→ **Brief 1**
According to the post about the Internet blackout protest, which two bills was the protest against?
→ **Brief 2**
In the post about the Internet blackout protest, rewrite the part between "I’m going to" and "under her desk…..)", inclusive, changing "bunker" to "cellar".

I’m going to post this and then go hide out in a bunker somewhere. I’m not even sure I can get through the introductory paragraph before needing to take cover.
(Crawling back out from her hiding space under her desk…..)
You will all remember the Day the Internet Went Black in protest of the twin legislative boogey men, the Stop Online Piracy Act in the House and the Protect IP Act in the Senate. The acts were secretly negotiated and quickly drafted attempts to curb piracy and counterfeit from foreign sites by prohibiting U.S. companies from advertising on those sites or processing payments to those sites, or from indexing those sites on search engines. We’re coming up on the 5th anniversary of Protest Day. The primary arguments against the bills were that the DNS blocking provisions would “break the internet,” that it was not narrowly tailored to avoid curbing free speech, that it would chill sites for user-generated content, and that it would generally stifle internet innovation.
The short history is that the bills came out, the Internet went berserk, the Internet went black, and the bill died. Prior to the demise, those of us who moderated panels on the issue that January in places like Nashville (where the content world and tech world actually co-exist) saw our massage, mental therapy, and wine bills go way up. I for one do not wish to relive that month.

→ **Record set**

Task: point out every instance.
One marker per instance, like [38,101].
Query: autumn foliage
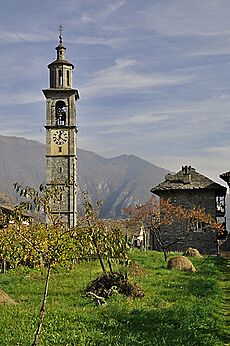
[164,218]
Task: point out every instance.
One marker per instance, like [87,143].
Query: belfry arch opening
[60,113]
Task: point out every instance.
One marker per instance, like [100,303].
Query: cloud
[24,36]
[188,18]
[122,77]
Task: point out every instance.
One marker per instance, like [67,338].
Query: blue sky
[153,76]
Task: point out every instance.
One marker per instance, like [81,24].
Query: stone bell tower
[61,135]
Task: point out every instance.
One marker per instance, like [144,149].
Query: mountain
[117,181]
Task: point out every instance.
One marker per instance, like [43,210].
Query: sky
[153,76]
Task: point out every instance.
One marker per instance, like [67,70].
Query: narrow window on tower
[52,79]
[60,113]
[67,74]
[60,80]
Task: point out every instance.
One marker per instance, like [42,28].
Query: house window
[220,204]
[200,226]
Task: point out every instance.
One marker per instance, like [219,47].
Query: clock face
[60,137]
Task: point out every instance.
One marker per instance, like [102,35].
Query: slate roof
[225,176]
[188,179]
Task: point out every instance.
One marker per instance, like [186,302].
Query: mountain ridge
[117,181]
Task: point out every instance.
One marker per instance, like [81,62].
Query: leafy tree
[52,242]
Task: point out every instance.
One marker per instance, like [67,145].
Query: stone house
[189,188]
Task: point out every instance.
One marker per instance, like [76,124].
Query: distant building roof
[225,176]
[187,179]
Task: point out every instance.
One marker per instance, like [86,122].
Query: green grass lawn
[179,308]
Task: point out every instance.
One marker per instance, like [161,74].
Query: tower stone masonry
[61,135]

→ **Written response 1**
The Stop Online Piracy Act in the House and the Protect IP Act in the Senate.

→ **Written response 2**
I’m going to post this and then go hide out in a cellar somewhere. I’m not even sure I can get through the introductory paragraph before needing to take cover.
(Crawling back out from her hiding space under her desk…..)